> Excerpted passage:

ZFIN ID: ZDB-PUB-060921-10
Endurance exercise differentially stimulates heart and axial muscle development in zebrafish (Danio rerio)
van der Meulen, T., Schipper, H., van den Boogaart, J.G., Huising, M.O., Kranenbarg, S., and van Leeuwen, J.L.
Date: 2006
Source: American journal of physiology. Regulatory, integrative and comparative physiology   291(4): 1040-1048 (Journal)
Registered Authors: K, S, Schipper, Henk, van der Meulen, Talitha, van Leeuwen, Johan
Keywords: endurance exercise, mechanical load, aerobic muscle development
MeSH Terms:
  • Animals
  • Behavior, Animal/physiology
  • Body Size/physiology
  • Cell Division/genetics
  • Conditioning, Psychological/physiology
  • Energy Metabolism/genetics
  • Erythropoietin/genetics
  • Female
  • Gene Expression Profiling
  • Gene Expression Regulation, Developmental
  • Heart/growth & development*
  • Heart/physiology*
  • Male
  • Muscle, Skeletal/cytology
  • Muscle, Skeletal/growth & development*
  • Muscle, Skeletal/physiology*
  • Myocardium/cytology
  • Myoglobin/genetics
  • Oxygen/metabolism
  • Physical Conditioning, Animal/physiology
  • Physical Endurance/physiology*
  • Swimming/physiology
  • Weight-Bearing/physiology
  • Zebrafish
PubMed: 16966387 Full text @ Am. J. Physiol. Regul. Integr. Comp. Physiol.

> Using the information:
A - According to the zebrafish endurance exercise record, what is the PubMed number of the study?
B - Resume the zebrafish endurance exercise record after its final line.

> Stored data:
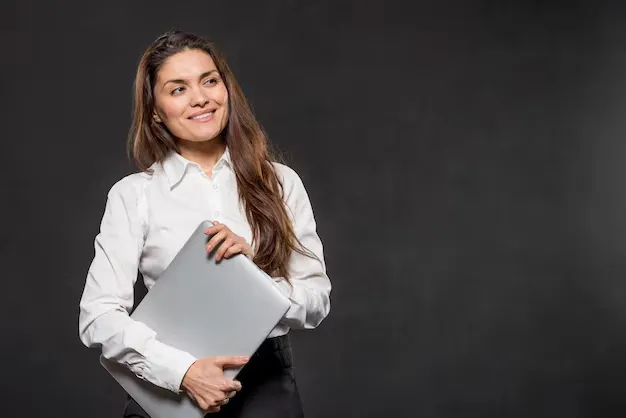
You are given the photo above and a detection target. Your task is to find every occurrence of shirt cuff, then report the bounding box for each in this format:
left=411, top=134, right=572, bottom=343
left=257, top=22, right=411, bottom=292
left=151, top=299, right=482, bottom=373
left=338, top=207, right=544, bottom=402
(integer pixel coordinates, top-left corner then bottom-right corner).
left=145, top=340, right=197, bottom=393
left=273, top=277, right=293, bottom=300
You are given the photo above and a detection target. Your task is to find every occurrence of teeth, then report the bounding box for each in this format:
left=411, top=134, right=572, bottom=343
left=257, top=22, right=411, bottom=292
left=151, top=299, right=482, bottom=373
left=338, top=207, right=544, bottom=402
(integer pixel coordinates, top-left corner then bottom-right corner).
left=191, top=112, right=213, bottom=119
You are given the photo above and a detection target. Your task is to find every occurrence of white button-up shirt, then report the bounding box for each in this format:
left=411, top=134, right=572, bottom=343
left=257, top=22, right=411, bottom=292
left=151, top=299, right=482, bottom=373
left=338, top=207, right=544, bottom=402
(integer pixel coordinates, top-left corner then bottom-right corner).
left=79, top=150, right=331, bottom=392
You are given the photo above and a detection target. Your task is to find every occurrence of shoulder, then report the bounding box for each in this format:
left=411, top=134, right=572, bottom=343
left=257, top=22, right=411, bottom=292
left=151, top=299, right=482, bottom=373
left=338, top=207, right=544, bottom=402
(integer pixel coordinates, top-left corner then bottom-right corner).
left=272, top=162, right=304, bottom=195
left=273, top=162, right=309, bottom=208
left=108, top=172, right=153, bottom=200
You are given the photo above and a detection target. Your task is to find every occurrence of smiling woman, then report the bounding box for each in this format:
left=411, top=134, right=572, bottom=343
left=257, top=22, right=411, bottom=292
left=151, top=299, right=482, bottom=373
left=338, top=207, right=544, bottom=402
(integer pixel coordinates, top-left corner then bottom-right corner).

> Expected responses:
A - 16966387

B -
Mechanical load is an important factor in the differentiation of cells and tissues. To investigate the effects of increased mechanical load on development of muscle and bone, zebrafish were subjected to endurance swim training for 6 h/day for 10 wk starting at 14 days after fertilization. During the first 3 wk of training, trained fish showed transiently increased growth compared with untrained (control) fish. Increased expression of proliferating cell nuclear antigen suggests that this growth is realized in part through increased cell proliferation. Red and white axial muscle fiber diameter was not affected. Total cross-sectional area of red fibers, however, was increased. An improvement in aerobic muscle performance was supported by an increase in myoglobin expression. At the end of 10 wk of training, heart and axial muscle showed increased expression of the muscle growth factor myogenin and proliferating cell nuclear antigen, but there were major differences between cardiac and axial muscle. In axial muscle, expression of the "slow" types of myosin and troponin C was increased, together with expression of erythropoietin and myoglobin, which enhance oxygen transport, indicating a shift toward a slow aerobic phenotype. In contrast, the heart muscle shifts to a faster phenotype but does not become more aerobic. This suggests that endurance training differentially affects heart and axial muscle.